[Records held in a dataset]
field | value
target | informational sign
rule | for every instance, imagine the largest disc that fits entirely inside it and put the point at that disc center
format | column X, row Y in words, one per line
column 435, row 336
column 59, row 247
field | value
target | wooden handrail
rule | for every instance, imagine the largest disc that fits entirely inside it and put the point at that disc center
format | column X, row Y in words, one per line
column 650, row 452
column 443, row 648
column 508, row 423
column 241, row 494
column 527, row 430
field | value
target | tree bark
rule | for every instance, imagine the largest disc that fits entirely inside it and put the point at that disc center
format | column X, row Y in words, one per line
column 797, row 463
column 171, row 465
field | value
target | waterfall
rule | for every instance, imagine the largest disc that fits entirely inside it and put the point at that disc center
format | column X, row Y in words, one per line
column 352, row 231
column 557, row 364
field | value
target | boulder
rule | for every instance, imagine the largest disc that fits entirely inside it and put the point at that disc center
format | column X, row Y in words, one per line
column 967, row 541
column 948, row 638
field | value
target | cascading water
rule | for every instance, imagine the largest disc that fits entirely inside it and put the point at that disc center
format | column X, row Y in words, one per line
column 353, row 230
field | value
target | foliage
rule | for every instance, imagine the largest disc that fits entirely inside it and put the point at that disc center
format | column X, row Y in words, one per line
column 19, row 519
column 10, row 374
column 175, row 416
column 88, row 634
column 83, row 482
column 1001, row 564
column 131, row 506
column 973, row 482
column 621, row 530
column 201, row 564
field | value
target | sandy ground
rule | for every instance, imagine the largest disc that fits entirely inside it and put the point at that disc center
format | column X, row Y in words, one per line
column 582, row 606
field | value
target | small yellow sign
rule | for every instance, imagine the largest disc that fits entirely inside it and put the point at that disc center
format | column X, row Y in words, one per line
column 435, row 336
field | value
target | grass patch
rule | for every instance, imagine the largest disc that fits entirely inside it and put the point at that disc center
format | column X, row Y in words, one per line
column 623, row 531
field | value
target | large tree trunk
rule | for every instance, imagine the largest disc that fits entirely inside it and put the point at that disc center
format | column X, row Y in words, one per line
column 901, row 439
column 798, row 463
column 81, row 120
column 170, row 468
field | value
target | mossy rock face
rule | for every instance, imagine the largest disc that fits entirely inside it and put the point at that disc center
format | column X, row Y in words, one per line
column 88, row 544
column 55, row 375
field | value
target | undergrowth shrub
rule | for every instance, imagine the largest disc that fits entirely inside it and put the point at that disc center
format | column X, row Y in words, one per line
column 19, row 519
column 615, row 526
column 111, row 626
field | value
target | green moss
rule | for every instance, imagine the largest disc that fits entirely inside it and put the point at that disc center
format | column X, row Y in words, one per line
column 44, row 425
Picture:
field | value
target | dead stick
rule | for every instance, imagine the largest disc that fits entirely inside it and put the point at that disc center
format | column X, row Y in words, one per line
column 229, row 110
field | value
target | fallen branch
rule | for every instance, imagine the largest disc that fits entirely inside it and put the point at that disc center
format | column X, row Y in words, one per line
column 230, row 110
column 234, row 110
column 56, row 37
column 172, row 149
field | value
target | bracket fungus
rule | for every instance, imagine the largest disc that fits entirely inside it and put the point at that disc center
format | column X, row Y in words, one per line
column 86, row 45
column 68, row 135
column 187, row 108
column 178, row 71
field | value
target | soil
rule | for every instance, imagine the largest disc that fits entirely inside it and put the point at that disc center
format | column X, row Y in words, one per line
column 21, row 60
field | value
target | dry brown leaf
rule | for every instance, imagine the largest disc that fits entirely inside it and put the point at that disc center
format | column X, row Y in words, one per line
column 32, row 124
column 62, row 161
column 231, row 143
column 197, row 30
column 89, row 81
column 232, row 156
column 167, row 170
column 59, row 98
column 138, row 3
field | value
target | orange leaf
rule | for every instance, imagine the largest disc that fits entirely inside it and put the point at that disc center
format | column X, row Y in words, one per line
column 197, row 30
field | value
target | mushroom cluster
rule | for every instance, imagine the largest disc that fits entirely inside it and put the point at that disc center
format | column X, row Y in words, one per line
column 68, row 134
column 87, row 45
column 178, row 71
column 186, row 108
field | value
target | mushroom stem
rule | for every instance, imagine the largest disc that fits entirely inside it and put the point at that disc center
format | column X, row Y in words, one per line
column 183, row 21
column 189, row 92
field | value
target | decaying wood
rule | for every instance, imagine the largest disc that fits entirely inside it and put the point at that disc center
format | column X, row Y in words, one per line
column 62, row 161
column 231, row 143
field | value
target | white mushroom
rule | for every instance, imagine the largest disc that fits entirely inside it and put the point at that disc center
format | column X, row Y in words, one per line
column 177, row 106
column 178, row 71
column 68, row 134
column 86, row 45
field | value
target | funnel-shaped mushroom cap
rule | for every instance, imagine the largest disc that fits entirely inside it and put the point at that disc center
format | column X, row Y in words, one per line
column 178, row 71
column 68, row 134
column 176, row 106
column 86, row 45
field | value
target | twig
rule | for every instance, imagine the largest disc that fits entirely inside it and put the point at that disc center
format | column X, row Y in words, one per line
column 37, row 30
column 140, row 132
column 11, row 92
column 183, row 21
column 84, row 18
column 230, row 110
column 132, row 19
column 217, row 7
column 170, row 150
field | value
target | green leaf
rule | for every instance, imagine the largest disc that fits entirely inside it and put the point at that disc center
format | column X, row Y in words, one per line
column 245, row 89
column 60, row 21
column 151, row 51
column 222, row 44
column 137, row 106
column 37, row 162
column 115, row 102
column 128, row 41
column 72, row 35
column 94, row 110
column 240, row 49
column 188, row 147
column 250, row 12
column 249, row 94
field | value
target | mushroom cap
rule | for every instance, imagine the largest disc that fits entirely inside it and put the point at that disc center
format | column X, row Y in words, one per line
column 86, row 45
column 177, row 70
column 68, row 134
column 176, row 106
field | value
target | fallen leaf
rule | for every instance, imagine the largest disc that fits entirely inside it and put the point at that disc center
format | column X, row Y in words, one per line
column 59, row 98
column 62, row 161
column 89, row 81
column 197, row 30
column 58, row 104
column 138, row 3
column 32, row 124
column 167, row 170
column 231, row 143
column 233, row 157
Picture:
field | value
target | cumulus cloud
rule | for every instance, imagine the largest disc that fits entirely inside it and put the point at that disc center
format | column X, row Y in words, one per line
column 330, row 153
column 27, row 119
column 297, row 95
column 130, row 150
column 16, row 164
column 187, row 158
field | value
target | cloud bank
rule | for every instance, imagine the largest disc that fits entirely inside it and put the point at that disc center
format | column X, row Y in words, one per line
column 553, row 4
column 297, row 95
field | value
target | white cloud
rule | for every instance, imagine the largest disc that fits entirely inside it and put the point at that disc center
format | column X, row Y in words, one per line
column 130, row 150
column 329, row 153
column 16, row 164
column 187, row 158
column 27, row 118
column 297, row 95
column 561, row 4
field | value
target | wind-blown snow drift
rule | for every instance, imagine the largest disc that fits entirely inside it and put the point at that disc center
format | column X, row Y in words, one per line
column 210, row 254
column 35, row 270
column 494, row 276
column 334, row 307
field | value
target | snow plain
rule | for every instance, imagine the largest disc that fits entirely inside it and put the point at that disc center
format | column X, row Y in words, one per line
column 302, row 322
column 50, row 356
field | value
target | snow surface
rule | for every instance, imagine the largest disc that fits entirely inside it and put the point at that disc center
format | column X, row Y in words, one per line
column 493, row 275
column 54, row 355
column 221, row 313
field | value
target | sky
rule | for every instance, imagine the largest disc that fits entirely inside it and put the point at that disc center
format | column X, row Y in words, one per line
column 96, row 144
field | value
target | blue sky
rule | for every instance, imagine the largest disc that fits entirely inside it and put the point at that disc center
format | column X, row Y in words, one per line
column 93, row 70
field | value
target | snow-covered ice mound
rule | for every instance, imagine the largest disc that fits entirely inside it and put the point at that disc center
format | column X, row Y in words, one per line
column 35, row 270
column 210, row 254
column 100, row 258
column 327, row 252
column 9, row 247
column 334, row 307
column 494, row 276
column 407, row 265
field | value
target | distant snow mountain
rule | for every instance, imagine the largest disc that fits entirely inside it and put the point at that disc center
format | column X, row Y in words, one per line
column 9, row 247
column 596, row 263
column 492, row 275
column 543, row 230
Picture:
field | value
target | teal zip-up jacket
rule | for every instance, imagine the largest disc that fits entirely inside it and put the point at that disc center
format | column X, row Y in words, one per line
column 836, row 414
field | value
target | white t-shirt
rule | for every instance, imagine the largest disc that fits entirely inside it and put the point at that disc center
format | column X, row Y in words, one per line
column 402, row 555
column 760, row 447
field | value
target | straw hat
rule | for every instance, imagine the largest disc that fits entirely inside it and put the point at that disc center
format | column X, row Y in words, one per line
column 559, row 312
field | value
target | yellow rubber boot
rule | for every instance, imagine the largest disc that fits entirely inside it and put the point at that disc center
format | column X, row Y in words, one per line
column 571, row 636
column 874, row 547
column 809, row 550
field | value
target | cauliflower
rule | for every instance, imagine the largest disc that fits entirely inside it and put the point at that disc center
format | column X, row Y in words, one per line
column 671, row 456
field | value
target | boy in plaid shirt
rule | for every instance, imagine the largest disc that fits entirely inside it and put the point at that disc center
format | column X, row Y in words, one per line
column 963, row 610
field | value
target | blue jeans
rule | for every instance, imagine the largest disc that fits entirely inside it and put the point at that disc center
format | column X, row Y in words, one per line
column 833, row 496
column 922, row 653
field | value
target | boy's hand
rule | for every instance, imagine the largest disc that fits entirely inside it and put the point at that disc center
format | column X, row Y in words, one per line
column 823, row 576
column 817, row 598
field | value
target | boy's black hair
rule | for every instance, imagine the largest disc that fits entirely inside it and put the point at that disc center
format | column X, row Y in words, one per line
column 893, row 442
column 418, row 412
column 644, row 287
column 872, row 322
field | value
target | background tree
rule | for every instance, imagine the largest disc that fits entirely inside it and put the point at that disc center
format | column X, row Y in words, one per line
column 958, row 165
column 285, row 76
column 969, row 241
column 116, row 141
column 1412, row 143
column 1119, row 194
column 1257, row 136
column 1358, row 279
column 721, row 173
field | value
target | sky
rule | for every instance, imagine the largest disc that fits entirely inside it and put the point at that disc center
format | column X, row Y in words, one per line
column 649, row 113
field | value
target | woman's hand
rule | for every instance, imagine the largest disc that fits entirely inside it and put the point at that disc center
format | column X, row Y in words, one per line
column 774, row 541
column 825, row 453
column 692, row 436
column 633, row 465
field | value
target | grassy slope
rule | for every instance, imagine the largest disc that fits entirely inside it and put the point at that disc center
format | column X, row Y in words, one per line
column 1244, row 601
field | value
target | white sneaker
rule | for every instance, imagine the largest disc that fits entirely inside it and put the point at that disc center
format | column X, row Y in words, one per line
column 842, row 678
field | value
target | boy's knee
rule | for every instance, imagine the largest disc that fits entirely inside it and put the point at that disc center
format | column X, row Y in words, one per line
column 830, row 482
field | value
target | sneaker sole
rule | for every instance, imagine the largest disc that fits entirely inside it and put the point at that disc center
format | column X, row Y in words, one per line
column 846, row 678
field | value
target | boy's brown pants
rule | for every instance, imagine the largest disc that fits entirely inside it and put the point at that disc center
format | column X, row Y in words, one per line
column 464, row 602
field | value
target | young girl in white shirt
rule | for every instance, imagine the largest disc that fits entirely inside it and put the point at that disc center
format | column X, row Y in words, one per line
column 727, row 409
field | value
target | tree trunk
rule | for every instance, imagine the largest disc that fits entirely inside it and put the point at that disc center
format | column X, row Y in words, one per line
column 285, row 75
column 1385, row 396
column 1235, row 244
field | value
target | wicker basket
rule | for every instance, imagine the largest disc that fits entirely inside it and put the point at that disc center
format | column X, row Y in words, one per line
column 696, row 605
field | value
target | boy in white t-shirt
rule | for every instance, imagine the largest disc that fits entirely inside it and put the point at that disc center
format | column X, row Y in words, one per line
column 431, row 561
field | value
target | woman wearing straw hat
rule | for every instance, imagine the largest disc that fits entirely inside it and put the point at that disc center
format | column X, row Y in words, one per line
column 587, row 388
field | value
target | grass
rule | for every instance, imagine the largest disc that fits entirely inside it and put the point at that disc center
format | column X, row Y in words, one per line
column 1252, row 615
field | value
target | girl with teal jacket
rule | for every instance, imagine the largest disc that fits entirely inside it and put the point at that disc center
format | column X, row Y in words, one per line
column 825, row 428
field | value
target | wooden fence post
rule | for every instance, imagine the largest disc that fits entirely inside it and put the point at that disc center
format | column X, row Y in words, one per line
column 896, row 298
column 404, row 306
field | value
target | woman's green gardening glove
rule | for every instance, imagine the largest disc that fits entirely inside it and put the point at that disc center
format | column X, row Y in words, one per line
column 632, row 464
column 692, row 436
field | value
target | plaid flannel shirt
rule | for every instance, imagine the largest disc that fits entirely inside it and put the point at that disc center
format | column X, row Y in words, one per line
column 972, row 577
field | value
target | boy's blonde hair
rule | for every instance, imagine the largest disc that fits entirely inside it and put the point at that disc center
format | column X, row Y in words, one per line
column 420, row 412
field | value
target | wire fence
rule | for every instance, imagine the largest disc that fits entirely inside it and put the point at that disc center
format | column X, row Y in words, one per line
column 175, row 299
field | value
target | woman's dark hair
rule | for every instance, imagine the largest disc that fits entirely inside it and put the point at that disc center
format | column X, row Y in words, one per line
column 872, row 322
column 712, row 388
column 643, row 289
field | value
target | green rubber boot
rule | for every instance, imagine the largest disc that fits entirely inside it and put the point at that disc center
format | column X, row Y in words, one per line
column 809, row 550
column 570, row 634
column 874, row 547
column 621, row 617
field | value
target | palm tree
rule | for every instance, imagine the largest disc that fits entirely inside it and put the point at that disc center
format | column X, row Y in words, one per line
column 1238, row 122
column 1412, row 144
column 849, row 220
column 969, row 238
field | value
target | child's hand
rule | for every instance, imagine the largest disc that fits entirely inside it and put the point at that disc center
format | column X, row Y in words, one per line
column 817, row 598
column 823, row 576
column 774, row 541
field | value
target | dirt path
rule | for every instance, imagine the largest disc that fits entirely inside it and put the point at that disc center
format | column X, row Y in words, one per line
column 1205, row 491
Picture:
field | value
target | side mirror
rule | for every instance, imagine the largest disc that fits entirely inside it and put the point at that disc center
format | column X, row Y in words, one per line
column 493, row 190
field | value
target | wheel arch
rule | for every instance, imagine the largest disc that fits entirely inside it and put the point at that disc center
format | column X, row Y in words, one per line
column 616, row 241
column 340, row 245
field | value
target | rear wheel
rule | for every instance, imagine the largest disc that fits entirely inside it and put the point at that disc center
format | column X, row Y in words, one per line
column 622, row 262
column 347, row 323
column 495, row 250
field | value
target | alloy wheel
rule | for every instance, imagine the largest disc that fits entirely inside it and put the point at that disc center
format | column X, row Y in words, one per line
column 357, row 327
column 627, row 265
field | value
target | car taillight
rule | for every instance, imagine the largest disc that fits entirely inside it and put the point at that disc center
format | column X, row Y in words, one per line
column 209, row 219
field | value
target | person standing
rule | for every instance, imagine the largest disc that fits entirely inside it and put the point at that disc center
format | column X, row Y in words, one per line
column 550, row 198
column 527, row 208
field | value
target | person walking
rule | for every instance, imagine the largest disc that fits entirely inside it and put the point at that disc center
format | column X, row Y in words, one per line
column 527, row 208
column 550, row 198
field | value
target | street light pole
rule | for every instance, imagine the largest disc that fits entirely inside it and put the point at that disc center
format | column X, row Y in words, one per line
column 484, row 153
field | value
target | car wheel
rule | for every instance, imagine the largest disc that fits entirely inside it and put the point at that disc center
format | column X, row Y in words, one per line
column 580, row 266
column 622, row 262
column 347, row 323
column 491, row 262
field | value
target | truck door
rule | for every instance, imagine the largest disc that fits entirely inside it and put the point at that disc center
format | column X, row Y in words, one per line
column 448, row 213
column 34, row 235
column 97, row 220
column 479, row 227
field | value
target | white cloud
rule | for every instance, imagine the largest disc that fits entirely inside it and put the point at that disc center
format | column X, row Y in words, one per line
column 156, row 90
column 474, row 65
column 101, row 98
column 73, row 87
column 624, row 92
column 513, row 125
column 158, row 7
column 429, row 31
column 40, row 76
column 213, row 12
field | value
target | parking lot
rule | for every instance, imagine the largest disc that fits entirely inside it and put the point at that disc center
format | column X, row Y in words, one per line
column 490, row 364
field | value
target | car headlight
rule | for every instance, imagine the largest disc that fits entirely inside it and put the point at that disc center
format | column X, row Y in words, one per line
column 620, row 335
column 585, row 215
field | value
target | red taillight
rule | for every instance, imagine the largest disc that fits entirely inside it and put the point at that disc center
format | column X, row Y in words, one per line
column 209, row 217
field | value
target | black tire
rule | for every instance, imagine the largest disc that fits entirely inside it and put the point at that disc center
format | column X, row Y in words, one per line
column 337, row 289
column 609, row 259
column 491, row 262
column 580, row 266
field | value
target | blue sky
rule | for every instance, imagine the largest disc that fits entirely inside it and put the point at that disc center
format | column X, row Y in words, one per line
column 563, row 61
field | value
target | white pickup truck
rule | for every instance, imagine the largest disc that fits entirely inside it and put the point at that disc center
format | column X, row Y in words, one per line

▶ [Task] Extract the lines from the start of the records through the line containing "column 527, row 430", both ends included, and copy them without any change.

▶ [Written solution]
field | value
target | informational sign
rule | for every instance, imagine the largest disc that fits entirely inside it and put the point at that disc center
format | column X, row Y in words, one per line
column 435, row 336
column 59, row 247
field | value
target | wooden handrail
rule | for every instance, imagine the largest disc that fits entirely inside it and put the point at that disc center
format | column X, row Y in words, one per line
column 650, row 452
column 443, row 648
column 508, row 423
column 241, row 494
column 527, row 430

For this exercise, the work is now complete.